Please copy all of the data that follows exactly, leaving any pictures out.

[SOURCE DATA]

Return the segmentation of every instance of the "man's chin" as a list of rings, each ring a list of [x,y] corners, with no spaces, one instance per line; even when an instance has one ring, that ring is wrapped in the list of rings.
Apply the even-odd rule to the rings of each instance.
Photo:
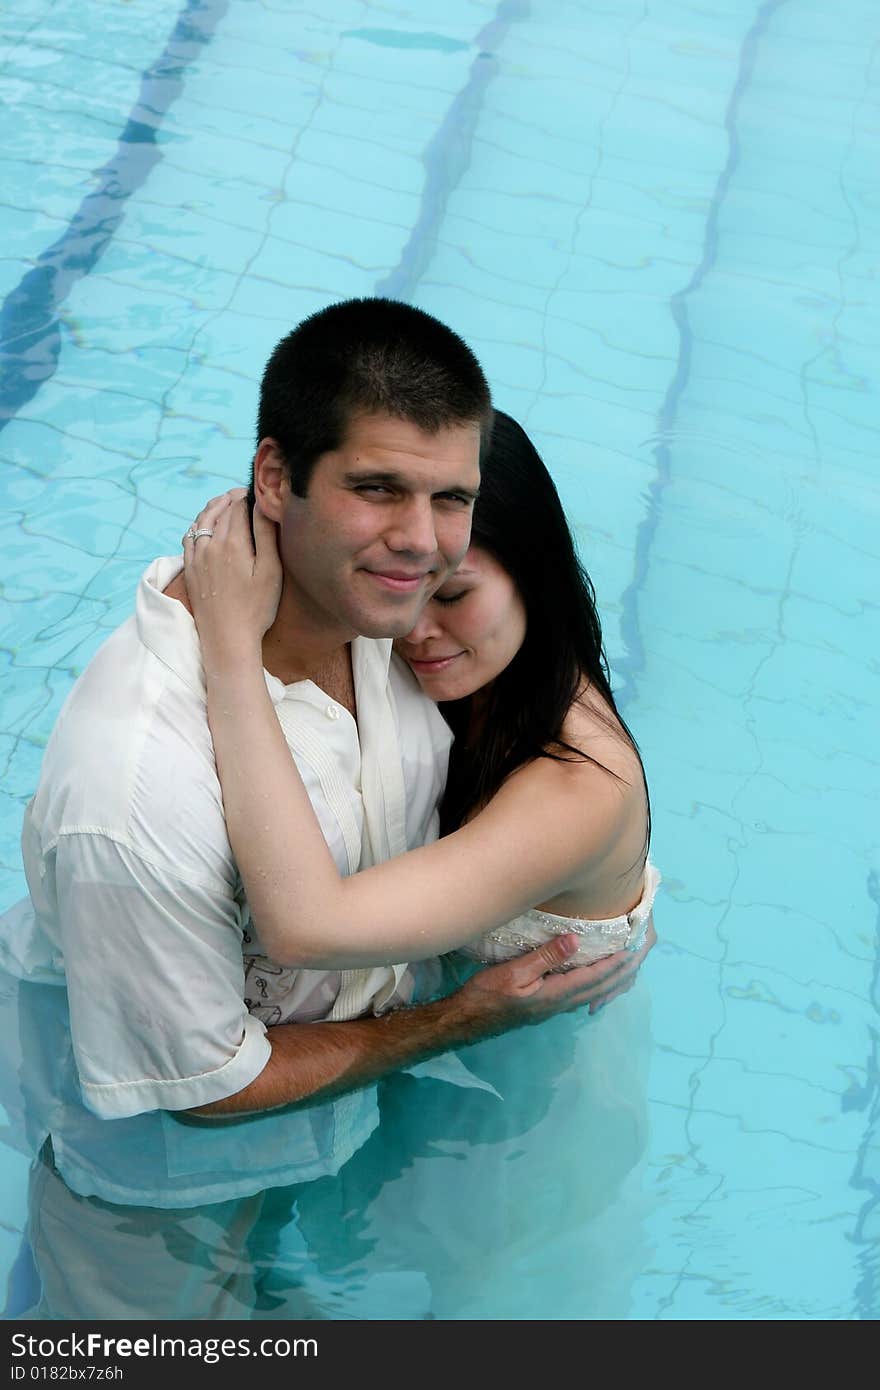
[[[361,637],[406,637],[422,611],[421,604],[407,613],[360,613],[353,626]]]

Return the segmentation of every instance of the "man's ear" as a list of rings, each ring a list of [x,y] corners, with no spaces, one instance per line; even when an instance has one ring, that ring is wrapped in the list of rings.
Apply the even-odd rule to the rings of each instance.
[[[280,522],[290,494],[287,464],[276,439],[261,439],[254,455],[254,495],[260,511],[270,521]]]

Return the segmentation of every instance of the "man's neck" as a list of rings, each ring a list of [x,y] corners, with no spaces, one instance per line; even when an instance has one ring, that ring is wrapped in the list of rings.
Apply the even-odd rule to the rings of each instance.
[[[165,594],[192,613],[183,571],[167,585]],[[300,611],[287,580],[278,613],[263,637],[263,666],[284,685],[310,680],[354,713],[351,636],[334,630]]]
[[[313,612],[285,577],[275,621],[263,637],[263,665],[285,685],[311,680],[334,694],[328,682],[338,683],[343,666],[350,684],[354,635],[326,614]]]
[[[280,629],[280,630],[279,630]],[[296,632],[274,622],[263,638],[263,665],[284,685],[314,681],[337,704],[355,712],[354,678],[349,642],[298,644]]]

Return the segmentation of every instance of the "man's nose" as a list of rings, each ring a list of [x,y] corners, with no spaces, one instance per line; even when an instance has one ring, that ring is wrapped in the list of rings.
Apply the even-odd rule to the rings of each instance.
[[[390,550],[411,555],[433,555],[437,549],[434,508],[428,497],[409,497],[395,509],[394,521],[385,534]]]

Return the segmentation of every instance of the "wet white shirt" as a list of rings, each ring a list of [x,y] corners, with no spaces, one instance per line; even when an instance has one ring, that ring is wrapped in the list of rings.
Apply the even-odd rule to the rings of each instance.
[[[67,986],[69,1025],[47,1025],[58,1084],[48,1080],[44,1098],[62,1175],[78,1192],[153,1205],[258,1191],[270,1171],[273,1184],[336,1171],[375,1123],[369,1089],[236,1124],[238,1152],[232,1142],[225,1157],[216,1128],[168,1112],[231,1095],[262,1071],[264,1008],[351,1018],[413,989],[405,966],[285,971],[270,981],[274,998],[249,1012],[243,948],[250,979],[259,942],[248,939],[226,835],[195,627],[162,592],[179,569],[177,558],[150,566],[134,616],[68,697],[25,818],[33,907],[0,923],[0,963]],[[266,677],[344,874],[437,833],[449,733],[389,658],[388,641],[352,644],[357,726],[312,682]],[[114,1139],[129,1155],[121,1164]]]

[/SOURCE DATA]

== ANSWER TO THE PROBLEM ==
Return the segmentation of every instance of the "man's chin" as a list of rings, each ring a list of [x,y] corners, with no spaces, one instance per line; even when an instance has one ring, that ring is wrapped in the list of rings.
Apply the even-odd rule to the rings of each instance.
Photo:
[[[361,637],[406,637],[422,611],[421,604],[407,613],[360,613],[353,626]]]

Return the segmentation of every instance of the "man's ear" as a list of rings, each ring a list of [x,y] corners, with no spaces, one instance per line; even when an instance has one ring, that ring is wrapped in the list of rings.
Apply the even-odd rule to the rings of each instance.
[[[280,522],[290,494],[287,464],[276,439],[261,439],[254,455],[254,495],[260,511],[270,521]]]

Return the segmentation of every instance of the "man's neck" as a list of rings, each ring a list of [x,y] corners, with no spaces, one instance per line; even when an instance has one ring, that ring is wrapped in the list of rings.
Apply the even-odd rule to the rings of each instance.
[[[165,594],[192,613],[183,571],[167,585]],[[300,611],[287,580],[278,613],[263,637],[263,666],[284,685],[310,680],[354,713],[351,636],[334,630]]]
[[[313,612],[285,577],[275,621],[263,637],[263,665],[285,685],[311,680],[334,694],[328,682],[338,683],[343,666],[350,684],[354,635],[326,614]]]
[[[280,629],[280,630],[279,630]],[[296,632],[274,622],[263,638],[263,665],[284,685],[314,681],[337,704],[355,712],[354,678],[349,642],[298,644]]]

Return the segmentation of every instance of the "man's nose" as a list of rings, each ring a list of [x,y] corners, with no spaces, one instance per line; even when an instance has one ring, that ring is wrapped in the list of rings.
Apply the even-odd rule to the rings of each instance.
[[[390,550],[411,555],[433,555],[437,549],[434,508],[428,497],[409,497],[395,509],[394,521],[385,534]]]

Return the segmentation of every instance of the "wet white shirt" as a list of rings, each ring a list of [x,y] corners, with no spaces, one instance per line; even when an instance has one ring, that ring is wrapped in the list of rings.
Apply the even-odd rule to the rings of each instance.
[[[67,986],[69,1025],[47,1025],[58,1084],[48,1080],[44,1098],[62,1175],[78,1192],[153,1205],[258,1191],[270,1171],[273,1184],[336,1171],[375,1123],[369,1089],[236,1124],[238,1152],[232,1142],[225,1157],[216,1128],[168,1112],[231,1095],[262,1071],[264,1008],[351,1018],[413,989],[405,966],[285,971],[270,981],[274,998],[249,1012],[243,948],[250,979],[259,942],[248,939],[226,835],[195,627],[162,592],[179,569],[177,558],[150,566],[134,616],[68,697],[25,818],[33,907],[0,923],[0,963]],[[266,677],[344,874],[437,833],[449,733],[389,658],[388,641],[352,644],[357,726],[312,682]],[[114,1139],[129,1155],[121,1164]]]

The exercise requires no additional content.